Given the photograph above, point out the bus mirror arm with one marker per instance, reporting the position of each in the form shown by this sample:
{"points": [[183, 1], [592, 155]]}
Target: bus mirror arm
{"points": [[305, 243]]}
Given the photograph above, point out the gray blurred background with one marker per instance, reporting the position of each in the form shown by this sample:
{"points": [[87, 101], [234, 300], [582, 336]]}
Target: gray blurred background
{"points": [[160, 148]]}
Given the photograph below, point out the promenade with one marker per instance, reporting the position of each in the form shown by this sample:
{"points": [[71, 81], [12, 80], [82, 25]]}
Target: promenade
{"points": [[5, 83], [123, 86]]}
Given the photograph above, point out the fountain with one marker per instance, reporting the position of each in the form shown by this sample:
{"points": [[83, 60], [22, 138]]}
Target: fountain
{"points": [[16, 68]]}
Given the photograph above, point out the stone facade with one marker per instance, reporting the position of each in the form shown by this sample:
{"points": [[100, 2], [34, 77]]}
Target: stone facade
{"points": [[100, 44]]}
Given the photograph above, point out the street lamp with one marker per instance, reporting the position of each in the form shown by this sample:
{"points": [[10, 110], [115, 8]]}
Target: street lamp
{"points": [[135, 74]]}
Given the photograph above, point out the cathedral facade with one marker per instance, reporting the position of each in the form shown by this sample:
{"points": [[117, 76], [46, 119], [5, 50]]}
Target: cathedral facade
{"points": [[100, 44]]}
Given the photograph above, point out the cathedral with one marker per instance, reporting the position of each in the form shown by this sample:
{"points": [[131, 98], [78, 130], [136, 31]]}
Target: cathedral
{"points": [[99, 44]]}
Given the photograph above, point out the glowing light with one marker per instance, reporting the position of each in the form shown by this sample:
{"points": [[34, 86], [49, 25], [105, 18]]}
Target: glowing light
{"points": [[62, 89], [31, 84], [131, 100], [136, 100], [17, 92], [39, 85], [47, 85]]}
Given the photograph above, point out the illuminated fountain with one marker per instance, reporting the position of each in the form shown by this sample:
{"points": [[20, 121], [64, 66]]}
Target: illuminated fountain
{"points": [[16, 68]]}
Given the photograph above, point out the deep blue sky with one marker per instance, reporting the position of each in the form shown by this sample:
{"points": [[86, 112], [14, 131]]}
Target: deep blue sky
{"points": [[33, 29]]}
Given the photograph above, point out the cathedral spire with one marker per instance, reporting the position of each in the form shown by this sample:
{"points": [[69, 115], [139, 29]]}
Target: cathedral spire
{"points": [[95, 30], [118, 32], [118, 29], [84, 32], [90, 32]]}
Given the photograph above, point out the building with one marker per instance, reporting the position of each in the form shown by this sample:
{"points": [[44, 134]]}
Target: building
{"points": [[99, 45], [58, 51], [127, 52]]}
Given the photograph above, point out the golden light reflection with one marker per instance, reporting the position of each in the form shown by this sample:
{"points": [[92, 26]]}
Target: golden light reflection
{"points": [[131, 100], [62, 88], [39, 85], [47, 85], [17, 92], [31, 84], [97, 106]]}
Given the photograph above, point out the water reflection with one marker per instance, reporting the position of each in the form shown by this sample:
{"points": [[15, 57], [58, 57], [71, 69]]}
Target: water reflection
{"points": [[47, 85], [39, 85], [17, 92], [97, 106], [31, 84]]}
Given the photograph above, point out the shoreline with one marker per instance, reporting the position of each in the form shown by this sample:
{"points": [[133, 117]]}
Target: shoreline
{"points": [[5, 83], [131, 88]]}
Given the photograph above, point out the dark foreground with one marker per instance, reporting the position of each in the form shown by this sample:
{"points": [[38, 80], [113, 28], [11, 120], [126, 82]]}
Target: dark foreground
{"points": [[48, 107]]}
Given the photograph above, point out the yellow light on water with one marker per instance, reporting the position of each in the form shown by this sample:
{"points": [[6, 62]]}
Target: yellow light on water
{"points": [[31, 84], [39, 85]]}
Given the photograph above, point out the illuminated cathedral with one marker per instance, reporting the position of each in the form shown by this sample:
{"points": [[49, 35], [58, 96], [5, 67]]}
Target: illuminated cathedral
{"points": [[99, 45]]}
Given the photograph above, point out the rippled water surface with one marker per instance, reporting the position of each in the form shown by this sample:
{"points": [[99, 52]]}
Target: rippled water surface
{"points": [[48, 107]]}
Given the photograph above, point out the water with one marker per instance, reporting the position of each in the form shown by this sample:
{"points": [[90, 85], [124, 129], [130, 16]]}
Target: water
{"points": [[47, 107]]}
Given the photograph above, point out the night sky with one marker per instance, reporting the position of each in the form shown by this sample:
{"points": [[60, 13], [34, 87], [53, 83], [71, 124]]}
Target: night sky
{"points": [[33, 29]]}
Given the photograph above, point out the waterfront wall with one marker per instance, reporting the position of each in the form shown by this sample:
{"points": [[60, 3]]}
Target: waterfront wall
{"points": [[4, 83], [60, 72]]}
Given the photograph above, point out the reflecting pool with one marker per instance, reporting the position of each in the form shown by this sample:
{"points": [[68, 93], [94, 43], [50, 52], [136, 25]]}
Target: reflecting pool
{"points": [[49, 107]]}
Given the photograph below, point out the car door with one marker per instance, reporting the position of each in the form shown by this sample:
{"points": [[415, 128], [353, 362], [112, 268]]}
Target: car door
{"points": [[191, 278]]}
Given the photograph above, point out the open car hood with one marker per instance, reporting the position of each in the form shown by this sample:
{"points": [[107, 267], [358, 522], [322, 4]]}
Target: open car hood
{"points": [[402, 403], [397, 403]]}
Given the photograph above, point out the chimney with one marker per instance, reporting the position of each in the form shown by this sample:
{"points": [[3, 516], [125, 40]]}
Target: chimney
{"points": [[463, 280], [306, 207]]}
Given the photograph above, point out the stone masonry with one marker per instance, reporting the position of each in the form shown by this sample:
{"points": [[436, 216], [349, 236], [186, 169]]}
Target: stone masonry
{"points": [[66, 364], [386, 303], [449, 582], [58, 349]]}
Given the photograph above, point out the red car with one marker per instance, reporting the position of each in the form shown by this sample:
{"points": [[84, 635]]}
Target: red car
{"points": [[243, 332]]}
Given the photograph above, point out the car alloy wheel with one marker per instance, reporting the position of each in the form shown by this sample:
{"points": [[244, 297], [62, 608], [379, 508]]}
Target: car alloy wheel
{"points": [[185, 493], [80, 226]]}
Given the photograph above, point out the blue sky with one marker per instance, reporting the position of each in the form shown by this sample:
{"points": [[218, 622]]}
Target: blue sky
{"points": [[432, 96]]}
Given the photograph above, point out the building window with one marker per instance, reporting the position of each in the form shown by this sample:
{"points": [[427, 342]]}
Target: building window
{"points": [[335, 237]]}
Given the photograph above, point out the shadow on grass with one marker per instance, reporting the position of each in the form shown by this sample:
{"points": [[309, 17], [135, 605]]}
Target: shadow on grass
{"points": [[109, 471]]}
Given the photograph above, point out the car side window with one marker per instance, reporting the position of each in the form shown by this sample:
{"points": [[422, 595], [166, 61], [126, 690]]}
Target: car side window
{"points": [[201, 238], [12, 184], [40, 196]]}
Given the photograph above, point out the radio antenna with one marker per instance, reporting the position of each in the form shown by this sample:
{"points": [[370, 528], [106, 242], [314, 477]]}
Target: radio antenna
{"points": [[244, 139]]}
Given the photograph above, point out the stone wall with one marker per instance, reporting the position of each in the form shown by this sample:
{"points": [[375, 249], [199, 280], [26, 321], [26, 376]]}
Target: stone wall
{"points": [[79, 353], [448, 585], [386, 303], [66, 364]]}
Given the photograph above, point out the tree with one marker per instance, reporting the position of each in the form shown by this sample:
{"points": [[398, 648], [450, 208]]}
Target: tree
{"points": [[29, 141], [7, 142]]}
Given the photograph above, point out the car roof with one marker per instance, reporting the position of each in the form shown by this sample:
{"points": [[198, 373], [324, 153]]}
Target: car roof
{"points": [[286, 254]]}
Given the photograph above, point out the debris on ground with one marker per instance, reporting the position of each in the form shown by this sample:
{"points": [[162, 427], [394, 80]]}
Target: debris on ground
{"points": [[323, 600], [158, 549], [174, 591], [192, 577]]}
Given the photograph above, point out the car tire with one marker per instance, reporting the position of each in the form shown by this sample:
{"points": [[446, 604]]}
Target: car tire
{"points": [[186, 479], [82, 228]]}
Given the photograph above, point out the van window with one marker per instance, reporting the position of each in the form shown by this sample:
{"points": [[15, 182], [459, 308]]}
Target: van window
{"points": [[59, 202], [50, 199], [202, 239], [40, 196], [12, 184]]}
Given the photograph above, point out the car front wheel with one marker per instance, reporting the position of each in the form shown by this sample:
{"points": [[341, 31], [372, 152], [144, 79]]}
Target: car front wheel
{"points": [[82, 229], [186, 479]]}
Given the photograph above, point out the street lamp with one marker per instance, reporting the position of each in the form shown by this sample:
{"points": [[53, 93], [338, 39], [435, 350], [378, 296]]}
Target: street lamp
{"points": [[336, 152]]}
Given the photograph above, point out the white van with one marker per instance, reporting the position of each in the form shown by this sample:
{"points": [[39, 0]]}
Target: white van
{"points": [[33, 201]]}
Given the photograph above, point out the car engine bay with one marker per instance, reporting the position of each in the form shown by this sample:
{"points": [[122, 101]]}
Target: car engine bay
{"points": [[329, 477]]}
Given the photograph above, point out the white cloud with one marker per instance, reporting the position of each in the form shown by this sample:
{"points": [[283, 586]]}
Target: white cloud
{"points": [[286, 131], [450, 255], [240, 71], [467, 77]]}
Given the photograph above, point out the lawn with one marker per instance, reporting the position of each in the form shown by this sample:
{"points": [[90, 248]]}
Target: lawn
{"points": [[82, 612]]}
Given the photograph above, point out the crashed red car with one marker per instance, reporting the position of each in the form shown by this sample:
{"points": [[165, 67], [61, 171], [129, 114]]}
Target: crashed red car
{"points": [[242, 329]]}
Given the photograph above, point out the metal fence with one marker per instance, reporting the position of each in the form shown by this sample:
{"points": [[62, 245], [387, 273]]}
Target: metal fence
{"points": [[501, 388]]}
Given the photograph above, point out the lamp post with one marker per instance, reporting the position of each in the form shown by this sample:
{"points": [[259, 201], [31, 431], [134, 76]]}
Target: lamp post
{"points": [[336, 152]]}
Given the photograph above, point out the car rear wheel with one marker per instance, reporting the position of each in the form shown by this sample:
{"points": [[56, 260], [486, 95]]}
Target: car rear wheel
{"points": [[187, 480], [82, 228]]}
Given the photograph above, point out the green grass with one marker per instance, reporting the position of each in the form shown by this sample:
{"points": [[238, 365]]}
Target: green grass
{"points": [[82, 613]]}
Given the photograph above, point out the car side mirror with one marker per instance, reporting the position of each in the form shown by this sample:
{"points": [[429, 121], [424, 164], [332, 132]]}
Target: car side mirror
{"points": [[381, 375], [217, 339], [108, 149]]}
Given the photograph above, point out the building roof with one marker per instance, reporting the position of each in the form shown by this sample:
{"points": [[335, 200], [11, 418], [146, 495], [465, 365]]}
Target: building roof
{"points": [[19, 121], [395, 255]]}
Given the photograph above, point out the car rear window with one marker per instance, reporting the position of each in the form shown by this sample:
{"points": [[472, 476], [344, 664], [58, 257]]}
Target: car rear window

------

• [Your assignment]: Return only this span, exactly: the line that contains "Target: lamp post" and all lines after it to the end of the records.

• [Response]:
Target: lamp post
{"points": [[336, 152]]}
Given the photograph above, point out the car rear wheel with one marker per instance, reporting the position of each in the form shown by this sample:
{"points": [[56, 260], [486, 95]]}
Target: car rear wheel
{"points": [[187, 480], [82, 228]]}
Given the photograph above, point out the green grass with one marker per instance, reporting the position of each in the form shown by this sample:
{"points": [[238, 365]]}
Target: green grass
{"points": [[82, 613]]}
Given the photograph above, point out the car side mirror with one marker per instance, reporting the position of each in the form shown by this sample:
{"points": [[429, 121], [424, 164], [332, 132]]}
Target: car side mirror
{"points": [[381, 375], [217, 339], [108, 149]]}
Given the photograph above, point out the building roof with one marker per instance, reporting the position of each in the form shown by this sample:
{"points": [[335, 200], [11, 418], [146, 495], [465, 365]]}
Target: building roof
{"points": [[19, 121], [395, 255]]}
Given the photograph above, point out the car rear window with one marker per instance, reporting the position of each in the form shown by this sample:
{"points": [[472, 476], [344, 664], [58, 257]]}
Target: car rear window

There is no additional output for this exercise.